Materials provided
Start

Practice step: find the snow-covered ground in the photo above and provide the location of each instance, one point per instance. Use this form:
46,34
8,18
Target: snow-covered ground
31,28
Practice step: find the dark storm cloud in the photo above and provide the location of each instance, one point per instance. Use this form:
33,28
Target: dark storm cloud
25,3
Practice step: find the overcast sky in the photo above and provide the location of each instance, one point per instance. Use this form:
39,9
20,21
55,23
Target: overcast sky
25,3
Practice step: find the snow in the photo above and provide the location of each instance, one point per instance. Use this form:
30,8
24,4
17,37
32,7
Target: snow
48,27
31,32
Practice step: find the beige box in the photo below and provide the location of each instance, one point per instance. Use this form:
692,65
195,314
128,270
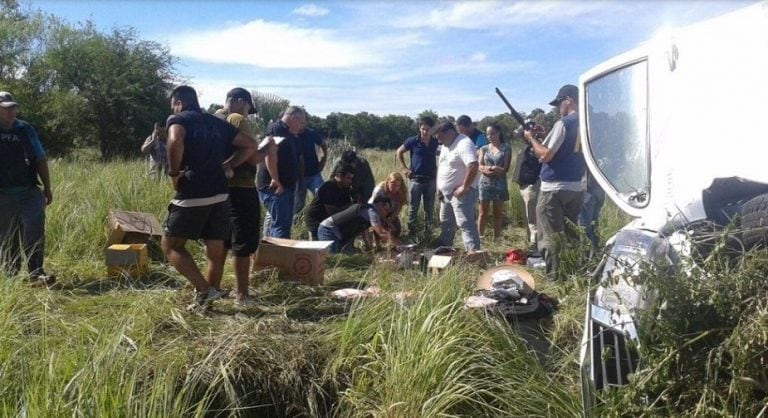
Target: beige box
438,263
302,261
131,227
126,259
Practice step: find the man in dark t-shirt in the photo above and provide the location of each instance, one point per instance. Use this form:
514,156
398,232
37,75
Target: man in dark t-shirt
364,183
344,226
200,149
277,194
421,174
333,196
310,139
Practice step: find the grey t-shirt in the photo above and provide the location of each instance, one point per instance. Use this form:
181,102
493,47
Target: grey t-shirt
553,141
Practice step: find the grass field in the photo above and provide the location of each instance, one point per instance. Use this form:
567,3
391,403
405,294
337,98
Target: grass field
93,346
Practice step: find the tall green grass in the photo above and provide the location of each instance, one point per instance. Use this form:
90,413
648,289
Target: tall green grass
431,357
96,346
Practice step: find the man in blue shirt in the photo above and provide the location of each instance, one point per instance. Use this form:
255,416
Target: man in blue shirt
421,173
278,194
562,175
23,167
313,178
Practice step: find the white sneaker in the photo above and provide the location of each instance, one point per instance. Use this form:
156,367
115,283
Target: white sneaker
202,300
245,303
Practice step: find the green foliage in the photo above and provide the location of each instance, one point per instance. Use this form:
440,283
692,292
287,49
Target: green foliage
270,106
81,87
427,356
704,344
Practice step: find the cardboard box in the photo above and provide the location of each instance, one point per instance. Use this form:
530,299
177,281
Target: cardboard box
126,259
303,261
132,227
438,263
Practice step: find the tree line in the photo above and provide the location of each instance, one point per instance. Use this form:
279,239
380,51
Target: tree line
83,88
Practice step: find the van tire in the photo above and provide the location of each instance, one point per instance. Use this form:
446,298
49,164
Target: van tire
754,222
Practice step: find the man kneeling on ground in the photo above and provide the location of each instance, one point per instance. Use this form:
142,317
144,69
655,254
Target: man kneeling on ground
343,227
332,197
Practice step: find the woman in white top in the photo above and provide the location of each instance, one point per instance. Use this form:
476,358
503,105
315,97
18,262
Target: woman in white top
395,190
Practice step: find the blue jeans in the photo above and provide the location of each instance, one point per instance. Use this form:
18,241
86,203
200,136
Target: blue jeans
22,220
280,212
589,217
421,191
460,212
311,183
330,234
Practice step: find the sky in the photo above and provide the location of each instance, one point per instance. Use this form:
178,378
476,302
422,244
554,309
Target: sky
390,57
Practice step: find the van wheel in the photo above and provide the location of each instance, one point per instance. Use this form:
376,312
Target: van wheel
754,222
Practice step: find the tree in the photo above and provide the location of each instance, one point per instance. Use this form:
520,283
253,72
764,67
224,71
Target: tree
394,130
123,81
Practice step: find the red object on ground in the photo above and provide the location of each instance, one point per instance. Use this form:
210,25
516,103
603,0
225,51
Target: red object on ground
515,256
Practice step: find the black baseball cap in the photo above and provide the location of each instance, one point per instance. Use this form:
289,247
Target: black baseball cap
6,99
568,90
241,93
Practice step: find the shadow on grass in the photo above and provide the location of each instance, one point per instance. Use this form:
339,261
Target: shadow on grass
100,286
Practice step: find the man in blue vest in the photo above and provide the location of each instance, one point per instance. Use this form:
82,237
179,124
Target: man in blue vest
562,179
23,168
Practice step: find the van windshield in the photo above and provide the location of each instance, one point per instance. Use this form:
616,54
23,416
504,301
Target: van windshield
617,130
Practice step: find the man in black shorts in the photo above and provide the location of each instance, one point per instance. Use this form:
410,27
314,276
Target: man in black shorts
332,196
200,149
243,197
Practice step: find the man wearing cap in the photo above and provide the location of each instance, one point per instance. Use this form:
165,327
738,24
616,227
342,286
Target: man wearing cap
200,154
421,174
277,192
23,168
364,182
457,182
562,173
342,227
245,213
464,123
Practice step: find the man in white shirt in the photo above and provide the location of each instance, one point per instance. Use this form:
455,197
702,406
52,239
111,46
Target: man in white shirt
457,183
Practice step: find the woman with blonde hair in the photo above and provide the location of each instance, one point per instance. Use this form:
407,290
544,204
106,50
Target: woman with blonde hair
395,190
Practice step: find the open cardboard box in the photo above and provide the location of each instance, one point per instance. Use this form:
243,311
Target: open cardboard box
132,227
438,263
303,261
126,259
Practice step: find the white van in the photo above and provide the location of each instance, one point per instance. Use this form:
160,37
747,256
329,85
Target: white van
674,133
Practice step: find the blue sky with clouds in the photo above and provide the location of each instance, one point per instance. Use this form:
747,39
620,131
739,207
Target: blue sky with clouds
390,57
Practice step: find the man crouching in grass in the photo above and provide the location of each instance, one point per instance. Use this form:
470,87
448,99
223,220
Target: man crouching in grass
200,148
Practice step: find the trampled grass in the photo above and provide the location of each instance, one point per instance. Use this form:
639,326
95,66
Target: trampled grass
95,346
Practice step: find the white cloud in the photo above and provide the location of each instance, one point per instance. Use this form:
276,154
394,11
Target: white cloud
274,45
478,57
310,10
488,14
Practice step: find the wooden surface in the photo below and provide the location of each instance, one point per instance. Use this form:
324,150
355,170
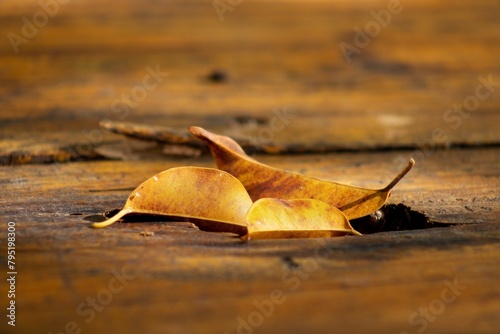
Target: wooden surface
381,108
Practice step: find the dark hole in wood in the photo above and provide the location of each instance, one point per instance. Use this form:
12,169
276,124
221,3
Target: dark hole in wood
393,217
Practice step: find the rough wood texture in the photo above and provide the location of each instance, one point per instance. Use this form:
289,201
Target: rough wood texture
269,55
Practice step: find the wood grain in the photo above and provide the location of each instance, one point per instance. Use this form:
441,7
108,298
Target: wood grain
393,95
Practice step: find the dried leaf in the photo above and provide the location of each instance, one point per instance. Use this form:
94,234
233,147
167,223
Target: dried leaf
271,218
212,199
263,181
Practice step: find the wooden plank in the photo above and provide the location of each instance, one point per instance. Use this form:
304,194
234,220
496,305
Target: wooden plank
186,280
396,92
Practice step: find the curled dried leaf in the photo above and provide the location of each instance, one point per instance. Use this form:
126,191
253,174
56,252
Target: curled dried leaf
262,181
212,199
271,218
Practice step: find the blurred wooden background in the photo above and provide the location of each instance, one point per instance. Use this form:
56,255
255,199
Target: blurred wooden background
71,68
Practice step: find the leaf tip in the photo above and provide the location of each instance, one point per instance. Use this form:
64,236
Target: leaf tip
111,220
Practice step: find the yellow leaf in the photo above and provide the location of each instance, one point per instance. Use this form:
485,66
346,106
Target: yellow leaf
262,181
212,199
271,218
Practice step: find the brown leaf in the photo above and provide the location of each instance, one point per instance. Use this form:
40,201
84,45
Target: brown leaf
212,199
271,218
263,181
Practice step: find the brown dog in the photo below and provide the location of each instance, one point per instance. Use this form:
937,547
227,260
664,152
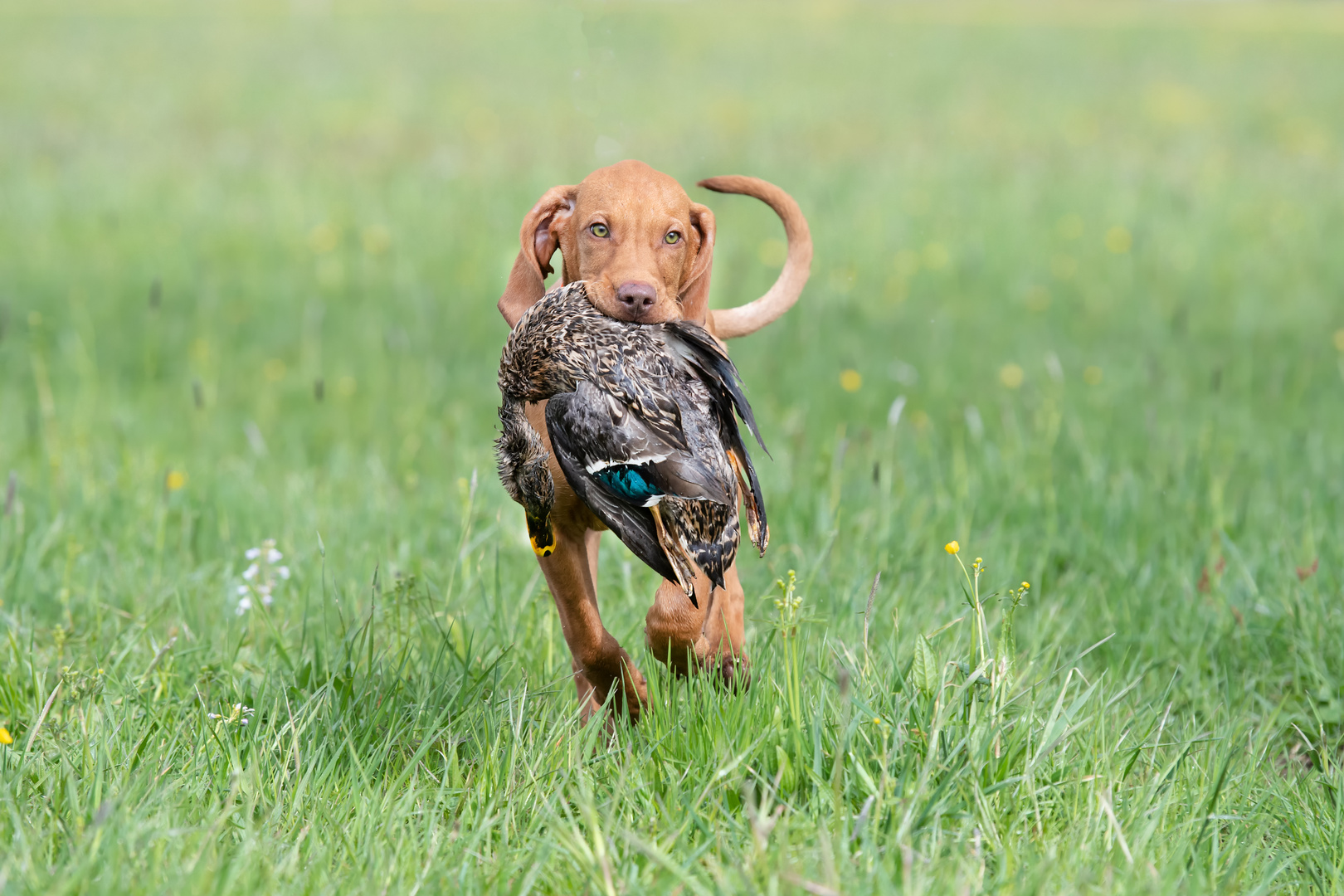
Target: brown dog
645,251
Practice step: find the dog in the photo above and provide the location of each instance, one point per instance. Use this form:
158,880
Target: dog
645,251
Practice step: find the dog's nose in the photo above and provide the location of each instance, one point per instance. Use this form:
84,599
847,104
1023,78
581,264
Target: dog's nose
637,297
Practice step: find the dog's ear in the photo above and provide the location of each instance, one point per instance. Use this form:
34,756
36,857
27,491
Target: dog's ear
695,282
539,240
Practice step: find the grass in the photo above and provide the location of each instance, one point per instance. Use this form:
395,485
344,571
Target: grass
251,261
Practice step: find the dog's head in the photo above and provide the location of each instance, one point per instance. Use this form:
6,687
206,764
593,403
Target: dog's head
647,250
632,234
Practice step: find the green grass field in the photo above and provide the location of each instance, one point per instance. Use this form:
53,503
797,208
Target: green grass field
1089,245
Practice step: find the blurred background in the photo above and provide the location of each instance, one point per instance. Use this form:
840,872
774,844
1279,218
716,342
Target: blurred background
1077,296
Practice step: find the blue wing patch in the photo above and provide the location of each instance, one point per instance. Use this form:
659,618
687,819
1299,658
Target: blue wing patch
629,484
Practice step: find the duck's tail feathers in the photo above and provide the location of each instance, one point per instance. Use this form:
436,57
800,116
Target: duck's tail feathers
758,529
700,349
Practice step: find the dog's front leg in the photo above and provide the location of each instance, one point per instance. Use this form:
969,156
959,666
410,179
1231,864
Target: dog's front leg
713,637
600,664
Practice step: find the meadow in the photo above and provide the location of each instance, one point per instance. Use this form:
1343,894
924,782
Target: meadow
1074,306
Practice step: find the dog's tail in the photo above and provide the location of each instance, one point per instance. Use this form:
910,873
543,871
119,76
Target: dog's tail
747,319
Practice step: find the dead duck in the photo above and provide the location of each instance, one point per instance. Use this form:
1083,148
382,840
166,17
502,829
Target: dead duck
643,421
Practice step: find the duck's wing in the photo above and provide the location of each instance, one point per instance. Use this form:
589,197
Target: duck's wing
694,344
635,461
713,367
572,421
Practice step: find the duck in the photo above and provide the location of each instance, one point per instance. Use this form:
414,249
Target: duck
643,419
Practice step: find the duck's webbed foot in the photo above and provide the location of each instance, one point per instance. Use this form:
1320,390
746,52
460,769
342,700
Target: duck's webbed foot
524,473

End

Beginning with the line that contains "Practice step: find the blue wing", repeat every line through the end of the records and nothing more.

Practice step: find the blue wing patch in the photo above and provide the location of each instance, one point per instance. Use this form:
659,618
687,819
1299,658
Target: blue wing patch
629,484
Practice step: find the duck's tail feathers in the photo above and provide the location of each instance, one point per instance. Use this form:
436,57
800,116
Target: duck's tail feathers
758,529
700,349
Practice step: find the dog's front leg in the photo above and provide the location of each instance, one point per instance. Use this form:
969,156
959,666
410,179
1231,864
Target: dog's front leg
713,637
600,664
Practice step: find the meadow in the photo above and provide the location of each instance, one point per instance. Use this form:
1343,894
924,782
Target: meadow
1074,306
Practice step: find the dog's tail in the photo above and provide the location of each instance, one point per instance. Use this form:
910,873
543,871
119,76
Target: dog's tail
747,319
Practice step: find the dead duck in the photo above and provide the location of each instance, one point per instance. Use this form:
1083,148
382,840
166,17
502,829
Target: dead duck
643,421
Practice step: find the duck's wing in the photo above and provide the location of each instance, one point per instance. Use this form:
589,197
Target: duck's wing
694,344
635,461
713,367
572,421
Practice step: find the duck in the photo above and provide the location of each instance, one point per instance. Use this form:
414,249
Target: duck
643,419
Practice step: find the duck's webbed foot in the photo above and provide the location of each instance, one point per instance. Use this form:
1320,390
746,52
460,769
342,700
Target: duck's webbed foot
524,473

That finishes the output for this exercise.